Provided data:

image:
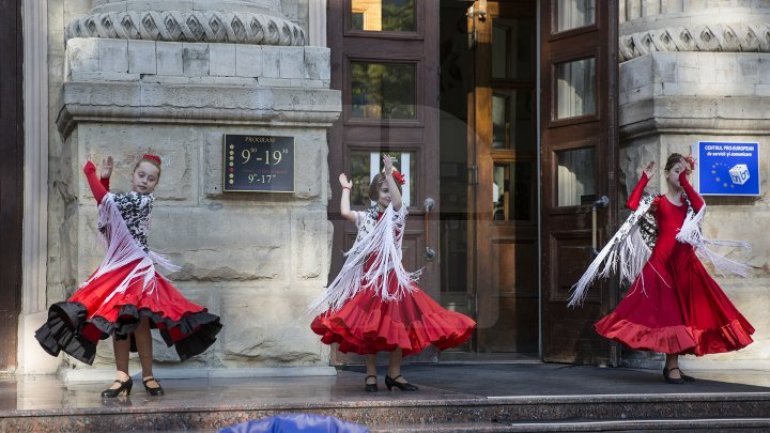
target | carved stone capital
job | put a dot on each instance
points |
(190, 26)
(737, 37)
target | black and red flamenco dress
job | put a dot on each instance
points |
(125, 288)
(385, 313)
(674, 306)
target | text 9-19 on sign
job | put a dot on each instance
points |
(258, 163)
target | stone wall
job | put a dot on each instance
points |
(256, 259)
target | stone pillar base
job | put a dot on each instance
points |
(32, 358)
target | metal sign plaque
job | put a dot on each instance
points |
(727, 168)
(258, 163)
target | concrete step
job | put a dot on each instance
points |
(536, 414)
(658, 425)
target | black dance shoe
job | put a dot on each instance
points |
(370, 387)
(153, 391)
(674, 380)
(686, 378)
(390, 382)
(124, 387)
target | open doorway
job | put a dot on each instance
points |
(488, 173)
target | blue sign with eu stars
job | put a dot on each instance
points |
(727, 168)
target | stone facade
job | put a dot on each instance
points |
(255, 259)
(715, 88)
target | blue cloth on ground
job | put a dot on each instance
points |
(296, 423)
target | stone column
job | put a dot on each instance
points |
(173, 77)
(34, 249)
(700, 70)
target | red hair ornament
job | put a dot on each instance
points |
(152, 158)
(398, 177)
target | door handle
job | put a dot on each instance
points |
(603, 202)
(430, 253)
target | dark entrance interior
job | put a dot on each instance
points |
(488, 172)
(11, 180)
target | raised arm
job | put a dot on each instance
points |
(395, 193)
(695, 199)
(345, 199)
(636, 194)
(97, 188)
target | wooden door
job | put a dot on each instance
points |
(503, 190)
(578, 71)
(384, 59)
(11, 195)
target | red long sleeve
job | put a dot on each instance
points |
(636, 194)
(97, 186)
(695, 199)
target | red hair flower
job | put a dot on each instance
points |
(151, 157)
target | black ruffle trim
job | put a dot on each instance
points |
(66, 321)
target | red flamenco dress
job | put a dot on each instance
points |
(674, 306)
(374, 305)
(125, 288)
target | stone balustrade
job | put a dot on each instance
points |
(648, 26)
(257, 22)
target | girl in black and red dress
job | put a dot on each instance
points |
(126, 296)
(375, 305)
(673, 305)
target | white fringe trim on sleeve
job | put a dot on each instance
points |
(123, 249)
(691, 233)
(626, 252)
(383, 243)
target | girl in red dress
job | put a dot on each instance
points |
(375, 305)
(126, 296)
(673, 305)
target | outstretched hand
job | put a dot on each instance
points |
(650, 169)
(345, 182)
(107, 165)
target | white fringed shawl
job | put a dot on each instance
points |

Your instructions: Give every line above again exactly, with no pictures.

Expected answer:
image:
target | carved stone capital
job | put a dot on each instance
points |
(190, 26)
(737, 37)
target | black and red flamenco dress
job | put a dot on each instance
points |
(125, 288)
(385, 313)
(674, 306)
target | text 9-19 on sign
job | put a dot on each instance
points |
(258, 163)
target | stone wall
job | put a dot on each instance
points |
(256, 259)
target | stone pillar base
job | put a dot on each instance
points |
(32, 358)
target | metal sign plaque
job | put a dot on each instance
points |
(727, 168)
(258, 163)
target | concrete step
job | put a dot on each instance
points |
(536, 414)
(658, 425)
target | black dance shoe
job | put a dot on each instance
points |
(370, 387)
(153, 391)
(674, 380)
(686, 378)
(390, 382)
(124, 387)
target | open doorway
job | put a dot on each instance
points |
(488, 173)
target | blue sign with eu stars
job | put a dot on each instance
points |
(727, 168)
target | stone facade
job | put a dot on each instance
points |
(255, 259)
(715, 88)
target | blue cloth on ground
job | put a dot on each instance
points |
(296, 423)
target | stone column
job | put a dot on each instance
points |
(173, 77)
(34, 249)
(700, 70)
target | red hair ornament
job | put a dot on each instance
points |
(152, 158)
(398, 177)
target | door handle
job | put a dot on each instance
points |
(603, 202)
(430, 253)
target | dark entrance interior
job | put a dot on each instance
points |
(488, 172)
(11, 180)
target | raised arm
job | put a dot on each instance
points |
(395, 193)
(695, 199)
(345, 199)
(636, 194)
(97, 188)
target | wooden door
job | put a dot on each instance
points |
(503, 190)
(578, 71)
(384, 59)
(11, 195)
target | red long sleeve
job | put a dot on each instance
points |
(636, 194)
(97, 186)
(695, 199)
target | red hair flower
job | put a dot on each instance
points |
(151, 157)
target | black ruffle trim
job | put a dot on each instance
points |
(66, 321)
target | red flamenco dress
job | put a dot on each instance
points |
(674, 306)
(374, 305)
(125, 288)
target | stone balustrade
job | put a dot on each instance
points |
(648, 26)
(257, 22)
target | girl in black and red dress
job | put a dot on each instance
points |
(126, 296)
(375, 305)
(673, 305)
target | white fringe trim on sleeve
job | put a dot on each instance
points |
(123, 249)
(691, 233)
(626, 252)
(383, 243)
target | girl in red dress
job | put a dot on each instance
points |
(375, 305)
(126, 296)
(673, 305)
target | outstretched hand
job | put a dot on each instance
points |
(650, 169)
(345, 182)
(107, 165)
target | white fringed shawl
job | put a dot on each instance
points |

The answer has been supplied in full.